Records from a dataset
________________
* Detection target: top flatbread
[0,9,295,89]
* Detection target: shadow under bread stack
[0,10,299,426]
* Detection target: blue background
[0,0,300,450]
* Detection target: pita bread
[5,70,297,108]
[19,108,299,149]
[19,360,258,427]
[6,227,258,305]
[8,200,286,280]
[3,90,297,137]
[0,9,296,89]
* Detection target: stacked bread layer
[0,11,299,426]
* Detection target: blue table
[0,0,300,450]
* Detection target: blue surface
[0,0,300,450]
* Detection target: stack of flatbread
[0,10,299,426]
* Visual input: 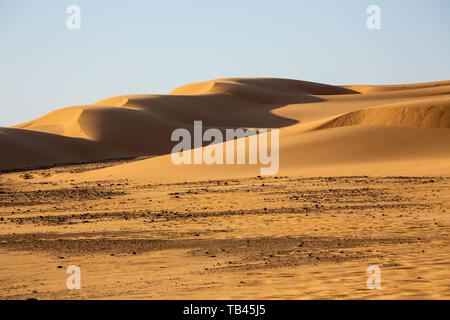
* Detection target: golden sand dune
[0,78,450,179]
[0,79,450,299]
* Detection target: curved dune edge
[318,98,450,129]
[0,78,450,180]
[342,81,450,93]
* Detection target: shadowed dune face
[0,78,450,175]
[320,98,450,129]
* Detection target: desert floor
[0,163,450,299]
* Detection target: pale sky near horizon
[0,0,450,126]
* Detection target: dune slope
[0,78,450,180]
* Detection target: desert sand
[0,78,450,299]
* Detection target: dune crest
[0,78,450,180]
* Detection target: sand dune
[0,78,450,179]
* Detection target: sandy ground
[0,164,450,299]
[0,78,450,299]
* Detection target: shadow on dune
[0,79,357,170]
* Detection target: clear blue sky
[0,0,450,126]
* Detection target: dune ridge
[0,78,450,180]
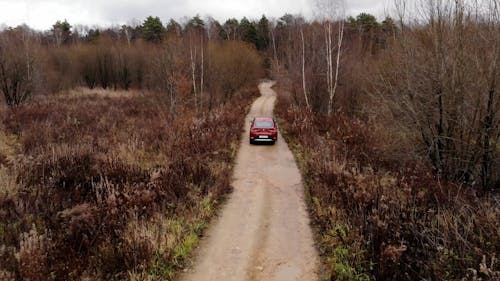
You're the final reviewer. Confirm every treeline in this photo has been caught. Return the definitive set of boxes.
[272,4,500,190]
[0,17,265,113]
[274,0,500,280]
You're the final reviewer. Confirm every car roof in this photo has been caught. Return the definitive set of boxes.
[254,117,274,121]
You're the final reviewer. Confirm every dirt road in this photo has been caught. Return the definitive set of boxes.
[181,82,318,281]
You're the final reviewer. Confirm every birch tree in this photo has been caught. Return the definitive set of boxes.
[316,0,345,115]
________________
**Aim of the exercise:**
Copy all of the records above word for word, omitting the pictures.

**Task result:**
* Detection target: top flatbread
[0,9,295,89]
* Detection target: shadow under bread stack
[0,10,299,426]
* Detection target: blue background
[0,0,300,450]
* Detection target: pita bread
[5,70,297,108]
[19,108,299,149]
[19,360,258,427]
[6,227,258,305]
[8,200,286,280]
[3,90,297,137]
[0,9,296,89]
* Detection target: stacked bread layer
[0,11,299,426]
* Detection target: blue table
[0,0,300,450]
* Detection target: blue surface
[0,0,300,450]
* Detection target: stack of flatbread
[0,10,299,426]
* Visual input: 
* Detection target: golden sand dune
[0,78,450,179]
[0,79,450,299]
* Detection target: curved dune edge
[318,98,450,129]
[0,78,450,180]
[342,81,450,93]
* Detection target: shadowed dune face
[0,78,450,175]
[320,98,450,129]
* Detection target: desert floor
[0,163,450,299]
* Detection target: pale sky near horizon
[0,0,450,126]
* Detection target: dune slope
[0,78,450,180]
* Detection target: desert sand
[0,78,450,299]
* Detection target: dune crest
[0,78,450,180]
* Detection target: sand dune
[0,78,450,179]
* Detection target: sandy ground
[0,164,450,299]
[0,78,450,299]
* Detection target: shadow on dune
[0,79,357,170]
* Detection target: clear blue sky
[0,0,450,126]
* Detection target: dune ridge
[0,78,450,180]
You're the final reviewer. Confirm every treeline in this photo has been caught. Return the definitive set of boxes.
[272,4,500,190]
[0,17,265,113]
[274,0,500,280]
You're the final reviewer. Confirm every car roof in this photo has been caught. Return the definitive set of boxes.
[254,117,274,121]
You're the final reviewer. Confirm every dirt road in this photo has been caught. Return the definitive set of boxes.
[181,82,318,281]
You're the final reviewer. Confirm every birch tree in this photo has been caught. Return the definitive set of boxes.
[316,0,345,115]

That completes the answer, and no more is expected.